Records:

● ● ● ●

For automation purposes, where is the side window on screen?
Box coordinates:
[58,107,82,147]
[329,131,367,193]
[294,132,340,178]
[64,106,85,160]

● ● ● ●

Problem statement → Rewrite the entries, swapping "side window" for "car window" and keeping everything else the same.

The solution →
For automation purposes, where is the car window on screen?
Box coordinates:
[58,107,82,147]
[329,131,367,193]
[294,132,340,178]
[64,106,85,160]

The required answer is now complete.